# 任务列表:
**a)** 根据正文,汇医慧影目前的签约医院超过多少家?
**b)** 以下说法是否与正文相符?请逐条回答“是”或“否”,并原样引用正文中起决定作用的文字:(i)医院愿意为此买单;(ii)医院采购智能化设备时,主导权在主任医生手里;(iii)汇医慧影2017年的收入为8000万元人民币。
**c)** 请重写正文中从“而且,医院并不愿意为此买单。”到“入的AI技术来说,杯水车薪。”的部分,首尾都包括在内,并把其中的“主任医生”改称为“科室主任”。

# 文档正文:
这意味着,创业公司需要耗费大量的人力物力财力,王琦给《财经》记者算了一笔账,搞定一家医院至少要长期驻守1名-2名工作人员,还要源源不断的砸钱进去,如果一家初创公司签了300家医院,后续成本如何负担?
而且,医院并不愿意为此买单。
中国的医院很难通过外部推荐来购买设备。上海长征医院心内科主治医生伍锋告诉《财经》记者,医院如果要采购智能化设备,通常的路径是以科室为单位,主任医生针对自己科室的情况,提出需求,医院组织专家组进行审核,审核通过后,再进行采购。也就是说,主导权在主任医生的手里。
高荣强透露,汇医慧影2017年的收入在6000万元人民币,目前签约医院超过800家。如果简单计算,平均一家医院的收费为7.5万元,而每家医院由于医疗流程不同,区域医疗政策差异,公司都需要单独定制,这些收入对于需要重金投入的AI技术来说,杯水车薪。

# 条目内容:
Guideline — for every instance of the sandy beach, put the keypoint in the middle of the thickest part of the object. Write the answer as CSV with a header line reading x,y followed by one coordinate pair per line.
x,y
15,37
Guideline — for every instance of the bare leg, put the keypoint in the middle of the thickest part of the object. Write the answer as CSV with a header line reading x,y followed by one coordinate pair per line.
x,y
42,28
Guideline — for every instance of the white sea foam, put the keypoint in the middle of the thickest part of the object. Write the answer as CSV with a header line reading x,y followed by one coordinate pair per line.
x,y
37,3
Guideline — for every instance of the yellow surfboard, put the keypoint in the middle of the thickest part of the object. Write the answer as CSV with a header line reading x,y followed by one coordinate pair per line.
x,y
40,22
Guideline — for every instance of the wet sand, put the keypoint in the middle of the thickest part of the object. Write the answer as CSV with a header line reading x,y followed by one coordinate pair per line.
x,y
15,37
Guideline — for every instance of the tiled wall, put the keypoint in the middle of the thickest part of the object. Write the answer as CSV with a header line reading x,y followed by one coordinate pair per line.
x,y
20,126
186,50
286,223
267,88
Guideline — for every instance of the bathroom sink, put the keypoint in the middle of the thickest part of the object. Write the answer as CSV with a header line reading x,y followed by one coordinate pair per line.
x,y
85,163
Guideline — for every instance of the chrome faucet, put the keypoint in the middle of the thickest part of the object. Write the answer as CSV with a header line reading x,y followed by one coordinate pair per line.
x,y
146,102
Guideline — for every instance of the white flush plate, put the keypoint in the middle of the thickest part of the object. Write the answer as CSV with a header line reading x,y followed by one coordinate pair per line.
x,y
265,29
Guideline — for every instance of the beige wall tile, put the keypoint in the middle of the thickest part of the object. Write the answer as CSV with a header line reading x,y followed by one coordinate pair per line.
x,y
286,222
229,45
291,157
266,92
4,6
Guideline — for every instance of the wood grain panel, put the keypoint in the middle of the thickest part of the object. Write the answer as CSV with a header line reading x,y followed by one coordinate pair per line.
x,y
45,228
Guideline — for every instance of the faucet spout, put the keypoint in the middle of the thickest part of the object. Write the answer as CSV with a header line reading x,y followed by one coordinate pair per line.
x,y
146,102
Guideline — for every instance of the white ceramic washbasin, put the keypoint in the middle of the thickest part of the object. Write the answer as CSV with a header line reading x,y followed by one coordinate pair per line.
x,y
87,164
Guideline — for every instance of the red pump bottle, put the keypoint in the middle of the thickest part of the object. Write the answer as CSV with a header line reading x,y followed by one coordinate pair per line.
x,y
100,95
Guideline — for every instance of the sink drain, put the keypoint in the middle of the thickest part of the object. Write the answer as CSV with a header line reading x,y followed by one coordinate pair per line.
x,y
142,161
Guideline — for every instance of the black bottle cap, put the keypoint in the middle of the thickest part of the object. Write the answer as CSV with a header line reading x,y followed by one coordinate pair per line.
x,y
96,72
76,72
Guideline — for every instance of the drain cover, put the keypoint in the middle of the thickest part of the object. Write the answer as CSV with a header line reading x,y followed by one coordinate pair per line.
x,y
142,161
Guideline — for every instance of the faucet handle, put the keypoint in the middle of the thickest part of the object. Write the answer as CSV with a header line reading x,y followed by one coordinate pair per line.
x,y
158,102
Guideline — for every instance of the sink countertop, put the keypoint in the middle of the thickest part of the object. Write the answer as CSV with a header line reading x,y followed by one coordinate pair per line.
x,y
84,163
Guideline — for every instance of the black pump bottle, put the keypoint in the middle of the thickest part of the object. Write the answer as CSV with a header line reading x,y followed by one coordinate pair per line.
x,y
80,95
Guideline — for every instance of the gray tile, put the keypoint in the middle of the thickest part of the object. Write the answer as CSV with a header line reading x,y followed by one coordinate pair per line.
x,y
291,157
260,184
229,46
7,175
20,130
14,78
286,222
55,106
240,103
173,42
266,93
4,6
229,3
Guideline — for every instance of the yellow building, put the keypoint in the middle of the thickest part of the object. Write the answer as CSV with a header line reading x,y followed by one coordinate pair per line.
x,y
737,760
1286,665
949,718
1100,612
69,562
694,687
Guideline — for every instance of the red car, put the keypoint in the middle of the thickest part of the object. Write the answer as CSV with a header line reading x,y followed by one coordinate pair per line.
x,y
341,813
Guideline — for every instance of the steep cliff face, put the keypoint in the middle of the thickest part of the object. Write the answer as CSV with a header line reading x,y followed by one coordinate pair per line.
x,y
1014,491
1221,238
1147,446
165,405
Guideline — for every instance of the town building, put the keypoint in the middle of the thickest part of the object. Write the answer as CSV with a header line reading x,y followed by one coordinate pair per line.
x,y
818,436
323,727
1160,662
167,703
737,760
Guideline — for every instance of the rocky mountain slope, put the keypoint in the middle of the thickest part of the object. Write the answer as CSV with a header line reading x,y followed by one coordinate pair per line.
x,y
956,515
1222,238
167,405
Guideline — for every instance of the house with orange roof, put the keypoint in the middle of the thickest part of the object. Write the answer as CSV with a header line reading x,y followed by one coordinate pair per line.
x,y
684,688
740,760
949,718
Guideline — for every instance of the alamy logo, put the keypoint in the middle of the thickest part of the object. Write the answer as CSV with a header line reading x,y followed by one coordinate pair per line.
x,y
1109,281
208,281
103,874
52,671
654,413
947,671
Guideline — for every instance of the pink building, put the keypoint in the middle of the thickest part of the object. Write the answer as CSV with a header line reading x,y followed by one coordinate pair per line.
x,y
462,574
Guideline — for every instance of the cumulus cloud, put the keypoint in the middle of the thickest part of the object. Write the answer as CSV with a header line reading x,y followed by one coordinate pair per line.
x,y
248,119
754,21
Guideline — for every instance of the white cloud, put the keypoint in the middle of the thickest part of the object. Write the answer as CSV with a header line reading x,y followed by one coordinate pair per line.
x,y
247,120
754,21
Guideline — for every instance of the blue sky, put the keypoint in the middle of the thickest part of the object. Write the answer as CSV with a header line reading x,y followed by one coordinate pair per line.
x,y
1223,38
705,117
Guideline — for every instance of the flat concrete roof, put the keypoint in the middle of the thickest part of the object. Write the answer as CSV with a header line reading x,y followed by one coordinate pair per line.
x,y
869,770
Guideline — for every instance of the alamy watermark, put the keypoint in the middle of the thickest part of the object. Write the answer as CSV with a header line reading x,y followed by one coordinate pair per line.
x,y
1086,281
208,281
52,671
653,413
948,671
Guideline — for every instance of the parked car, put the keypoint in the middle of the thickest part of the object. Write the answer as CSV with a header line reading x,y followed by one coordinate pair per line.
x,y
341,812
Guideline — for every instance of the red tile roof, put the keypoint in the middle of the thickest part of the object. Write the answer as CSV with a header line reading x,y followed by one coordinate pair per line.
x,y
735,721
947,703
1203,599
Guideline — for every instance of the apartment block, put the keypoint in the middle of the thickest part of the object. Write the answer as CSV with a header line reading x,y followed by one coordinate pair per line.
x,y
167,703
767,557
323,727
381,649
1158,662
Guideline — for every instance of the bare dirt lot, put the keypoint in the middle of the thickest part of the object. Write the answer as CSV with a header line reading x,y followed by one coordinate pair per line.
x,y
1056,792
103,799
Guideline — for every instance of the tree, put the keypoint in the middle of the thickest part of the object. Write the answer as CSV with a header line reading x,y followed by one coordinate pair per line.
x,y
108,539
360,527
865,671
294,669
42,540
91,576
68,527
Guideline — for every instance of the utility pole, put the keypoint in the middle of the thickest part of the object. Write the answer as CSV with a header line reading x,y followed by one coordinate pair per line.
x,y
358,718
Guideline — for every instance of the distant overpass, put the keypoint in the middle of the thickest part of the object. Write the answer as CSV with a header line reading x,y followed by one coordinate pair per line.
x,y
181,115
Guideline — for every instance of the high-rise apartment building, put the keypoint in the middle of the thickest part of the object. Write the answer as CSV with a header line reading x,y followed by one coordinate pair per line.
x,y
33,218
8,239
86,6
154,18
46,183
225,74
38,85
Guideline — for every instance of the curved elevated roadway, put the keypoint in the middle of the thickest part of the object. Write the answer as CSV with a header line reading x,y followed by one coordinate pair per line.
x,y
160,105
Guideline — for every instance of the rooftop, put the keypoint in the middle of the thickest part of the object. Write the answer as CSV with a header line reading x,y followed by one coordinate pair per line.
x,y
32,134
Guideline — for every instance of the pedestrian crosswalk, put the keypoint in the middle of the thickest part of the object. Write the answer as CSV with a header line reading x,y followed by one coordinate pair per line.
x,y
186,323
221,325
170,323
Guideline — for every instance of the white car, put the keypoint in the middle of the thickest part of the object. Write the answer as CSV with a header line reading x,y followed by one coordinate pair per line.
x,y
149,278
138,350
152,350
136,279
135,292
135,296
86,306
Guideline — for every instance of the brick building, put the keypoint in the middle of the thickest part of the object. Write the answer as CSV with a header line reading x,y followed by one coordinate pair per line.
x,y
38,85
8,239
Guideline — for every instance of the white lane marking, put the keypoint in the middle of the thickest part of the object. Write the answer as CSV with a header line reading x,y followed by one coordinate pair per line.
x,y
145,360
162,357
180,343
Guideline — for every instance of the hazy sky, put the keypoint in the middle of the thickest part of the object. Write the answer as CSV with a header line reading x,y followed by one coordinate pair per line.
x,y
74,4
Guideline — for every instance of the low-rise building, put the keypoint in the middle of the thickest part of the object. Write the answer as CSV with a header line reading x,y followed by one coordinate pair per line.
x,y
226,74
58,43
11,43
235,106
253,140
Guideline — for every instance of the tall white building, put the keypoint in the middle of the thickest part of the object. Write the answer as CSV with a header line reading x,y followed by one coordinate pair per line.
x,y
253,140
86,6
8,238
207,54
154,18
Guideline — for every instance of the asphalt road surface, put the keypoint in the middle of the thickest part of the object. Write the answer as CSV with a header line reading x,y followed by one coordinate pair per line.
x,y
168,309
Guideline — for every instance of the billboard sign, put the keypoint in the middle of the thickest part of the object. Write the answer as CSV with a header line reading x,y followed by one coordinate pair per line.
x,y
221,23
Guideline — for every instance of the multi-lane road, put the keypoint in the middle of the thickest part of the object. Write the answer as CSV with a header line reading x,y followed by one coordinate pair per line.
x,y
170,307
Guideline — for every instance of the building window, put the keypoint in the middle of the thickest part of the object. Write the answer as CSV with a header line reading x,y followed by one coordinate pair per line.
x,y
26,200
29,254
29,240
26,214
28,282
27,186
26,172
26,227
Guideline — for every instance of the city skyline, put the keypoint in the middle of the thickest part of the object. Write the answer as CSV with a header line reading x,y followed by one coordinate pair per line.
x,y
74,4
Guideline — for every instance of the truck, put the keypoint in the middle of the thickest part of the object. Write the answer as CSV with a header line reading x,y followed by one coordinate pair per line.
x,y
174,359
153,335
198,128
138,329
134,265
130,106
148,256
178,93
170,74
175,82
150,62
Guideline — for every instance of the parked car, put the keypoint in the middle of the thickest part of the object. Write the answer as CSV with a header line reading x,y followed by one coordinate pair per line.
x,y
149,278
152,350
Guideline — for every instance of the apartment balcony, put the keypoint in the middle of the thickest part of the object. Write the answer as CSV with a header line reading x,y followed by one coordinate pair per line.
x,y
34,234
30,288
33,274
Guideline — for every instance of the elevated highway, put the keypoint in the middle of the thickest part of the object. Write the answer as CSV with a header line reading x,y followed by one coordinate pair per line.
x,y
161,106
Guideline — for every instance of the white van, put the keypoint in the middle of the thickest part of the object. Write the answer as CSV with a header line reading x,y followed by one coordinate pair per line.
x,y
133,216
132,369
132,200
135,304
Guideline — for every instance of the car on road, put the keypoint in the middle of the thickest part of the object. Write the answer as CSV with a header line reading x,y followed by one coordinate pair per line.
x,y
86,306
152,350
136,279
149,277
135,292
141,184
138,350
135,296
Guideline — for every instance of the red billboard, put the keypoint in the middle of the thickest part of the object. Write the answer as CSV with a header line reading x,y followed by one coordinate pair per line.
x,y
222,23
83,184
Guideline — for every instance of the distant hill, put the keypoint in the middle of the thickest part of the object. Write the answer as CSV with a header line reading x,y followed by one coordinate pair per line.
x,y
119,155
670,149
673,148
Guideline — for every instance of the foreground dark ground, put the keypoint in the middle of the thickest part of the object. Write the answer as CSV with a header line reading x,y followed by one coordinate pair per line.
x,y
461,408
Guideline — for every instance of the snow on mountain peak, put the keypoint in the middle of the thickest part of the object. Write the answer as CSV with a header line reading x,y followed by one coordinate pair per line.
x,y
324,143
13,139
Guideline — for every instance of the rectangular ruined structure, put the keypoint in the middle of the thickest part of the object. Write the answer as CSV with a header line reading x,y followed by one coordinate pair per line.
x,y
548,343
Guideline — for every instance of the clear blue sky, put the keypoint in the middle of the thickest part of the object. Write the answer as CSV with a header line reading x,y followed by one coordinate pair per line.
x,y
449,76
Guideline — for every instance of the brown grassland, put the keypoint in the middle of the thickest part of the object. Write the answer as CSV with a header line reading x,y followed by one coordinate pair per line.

# 参考答案:
**a)** 超过800家。

**b)**
(i)否,“医院并不愿意为此买单。”
(ii)是,“主导权在主任医生的手里。”
(iii)否,“汇医慧影2017年的收入在6000万元人民币”

**c)**
而且,医院并不愿意为此买单。
中国的医院很难通过外部推荐来购买设备。上海长征医院心内科主治医生伍锋告诉《财经》记者,医院如果要采购智能化设备,通常的路径是以科室为单位,科室主任针对自己科室的情况,提出需求,医院组织专家组进行审核,审核通过后,再进行采购。也就是说,主导权在科室主任的手里。
高荣强透露,汇医慧影2017年的收入在6000万元人民币,目前签约医院超过800家。如果简单计算,平均一家医院的收费为7.5万元,而每家医院由于医疗流程不同,区域医疗政策差异,公司都需要单独定制,这些收入对于需要重金投入的AI技术来说,杯水车薪。